Sprite minimizes residual dependencies as most
process state is completely transferred (e.g. none
of the pages accessed by a process have to be
retained on a machine after the process has
migrated), instead of relying on forwarding.
However, Sprite maintains copy of PCB at the home
machine, thereby creating residual dependencies on
the home machine and relying on it for process
creation and termination. Although this affects
performance, it is a good trade-off to allow a
single machine (i.e. home machine) to control this
as it ensures correct semantics and avoids
potential race conditions. On the other hand, this
makes the home machine a single point of failure,
which may be acceptable in this case as
technically these processes would not have
executed anyways (when the home machine crashes)
in the absence of migration (unless migration
serves the additional goal of fault-tolerance).
Sprite also forwards signals (e.g. kill) to a
migrated process from the home machine to the
current host. This can definitely be improved
(thereby getting faster response from a migrated
process) by maintaining information on each
machine about the location of different processes.
Student
This paper describes the Sprite process migration mechanism,
including both the implementation of the mechanism itself and also
when the Sprite system invokes the mechanism to trigger
migration. The mechanism is a trade-off between four factors:
transparency, residual dependencies, performance, and complexity. In
the paper, the Sprite designers themselves claim to have emphasized
transparency and performance. In order to maximize transparency and
performance, they accepted some residual dependencies and added
complexity, although the designed state they attempted to minimize
complexity by choosing the most simple implementation paths whenever
possible.
Did the Sprite designers make the appropriate trade-offs? In my
opinion, they did not adequately demonstrate in this paper that the
appropriate trade-offs were made. The most fundamental flaw in their
work was the lack of an application mix. The paper only presented
explicit results for a parallel make, LaTeX, and some simple
synthetic tests. Perhaps their trade-offs are appropriate
considering the particulars of their environment and job mix (i.e.
just parallel compilations), but it is unclear if the trade-offs
chosen would be appropriate given a wider variety of applications or
environments. For example, process migration performance may not be
very important if the job mix contained longer-running processes,
since the time of migration would be relatively small when amortized
over a long runtime.
I also believe they did not emphasize minimization of complexity
enough in their quest for transparency. Evidence for over-complexity
include the fact the authors mentioned the implementation was
extremely fragile, and for nearly two years was regularly failing
whenever other changes to the kernel were made. Also, the authors
described a highly complex system to preserve transparency in the
event that the access position for a file is shared between two or
more processes. In my opinion, this is an example where transparency
is not very important, especially considering the complexity (and
maybe performance?) costs. The authors failed to mention one
real-world application that relies on this behavior, and in my own
experience, practically every program that forks a new process
quickly closes any inherited file descriptors -- or at least stops
using those descriptors while the child lives.

» **Exercises**
1. Summarize the text on Sprite process migration in two sentences.
2. Reproduce the text on Sprite process migration from "Did the Sprite" up to and including "job mix (i.e.".
The lines that follow play no part in this exercise.

» **Data entries**

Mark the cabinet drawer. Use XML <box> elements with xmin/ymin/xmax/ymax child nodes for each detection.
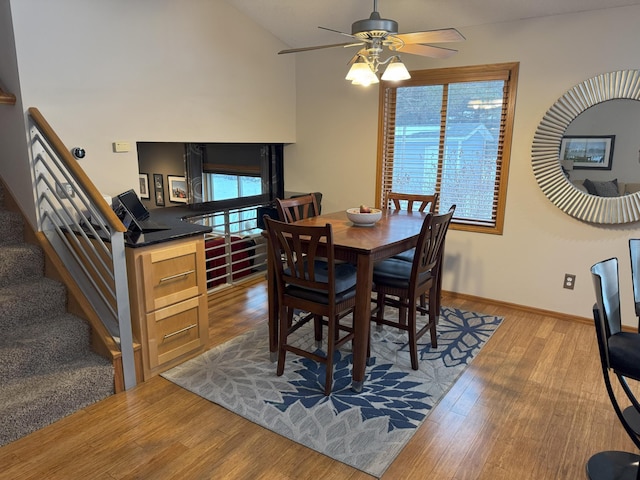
<box><xmin>141</xmin><ymin>242</ymin><xmax>206</xmax><ymax>312</ymax></box>
<box><xmin>146</xmin><ymin>295</ymin><xmax>209</xmax><ymax>369</ymax></box>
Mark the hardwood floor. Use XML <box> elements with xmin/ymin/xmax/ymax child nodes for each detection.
<box><xmin>0</xmin><ymin>281</ymin><xmax>635</xmax><ymax>480</ymax></box>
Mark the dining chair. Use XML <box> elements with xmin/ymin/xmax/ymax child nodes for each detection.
<box><xmin>387</xmin><ymin>192</ymin><xmax>438</xmax><ymax>213</ymax></box>
<box><xmin>371</xmin><ymin>205</ymin><xmax>456</xmax><ymax>370</ymax></box>
<box><xmin>629</xmin><ymin>238</ymin><xmax>640</xmax><ymax>333</ymax></box>
<box><xmin>276</xmin><ymin>193</ymin><xmax>320</xmax><ymax>223</ymax></box>
<box><xmin>387</xmin><ymin>192</ymin><xmax>440</xmax><ymax>316</ymax></box>
<box><xmin>265</xmin><ymin>217</ymin><xmax>356</xmax><ymax>395</ymax></box>
<box><xmin>587</xmin><ymin>258</ymin><xmax>640</xmax><ymax>479</ymax></box>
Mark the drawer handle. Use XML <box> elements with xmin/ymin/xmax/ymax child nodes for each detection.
<box><xmin>160</xmin><ymin>270</ymin><xmax>195</xmax><ymax>283</ymax></box>
<box><xmin>162</xmin><ymin>323</ymin><xmax>198</xmax><ymax>341</ymax></box>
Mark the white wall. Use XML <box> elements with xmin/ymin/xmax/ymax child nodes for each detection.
<box><xmin>285</xmin><ymin>6</ymin><xmax>640</xmax><ymax>324</ymax></box>
<box><xmin>3</xmin><ymin>0</ymin><xmax>295</xmax><ymax>202</ymax></box>
<box><xmin>0</xmin><ymin>0</ymin><xmax>35</xmax><ymax>223</ymax></box>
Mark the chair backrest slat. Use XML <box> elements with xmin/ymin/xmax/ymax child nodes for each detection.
<box><xmin>265</xmin><ymin>217</ymin><xmax>335</xmax><ymax>298</ymax></box>
<box><xmin>276</xmin><ymin>193</ymin><xmax>320</xmax><ymax>223</ymax></box>
<box><xmin>387</xmin><ymin>192</ymin><xmax>438</xmax><ymax>213</ymax></box>
<box><xmin>411</xmin><ymin>205</ymin><xmax>456</xmax><ymax>284</ymax></box>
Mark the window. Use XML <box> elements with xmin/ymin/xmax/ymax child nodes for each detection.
<box><xmin>376</xmin><ymin>63</ymin><xmax>518</xmax><ymax>234</ymax></box>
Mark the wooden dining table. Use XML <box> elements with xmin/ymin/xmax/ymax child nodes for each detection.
<box><xmin>267</xmin><ymin>209</ymin><xmax>426</xmax><ymax>393</ymax></box>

» **Answers in order**
1. Sprite transfers most process state instead of relying on forwarding, but it keeps a copy of the PCB at the home machine, which creates residual dependencies and makes that machine a single point of failure. A second review holds that the designers, who emphasized transparency and performance, did not adequately show that their trade-offs were appropriate, pointing to the lack of an application mix and to excessive complexity.

2.
Did the Sprite designers make the appropriate trade-offs? In my
opinion, they did not adequately demonstrate in this paper that the
appropriate trade-offs were made. The most fundamental flaw in their
work was the lack of an application mix. The paper only presented
explicit results for a parallel make, LaTeX, and some simple
synthetic tests. Perhaps their trade-offs are appropriate
considering the particulars of their environment and job mix (i.e.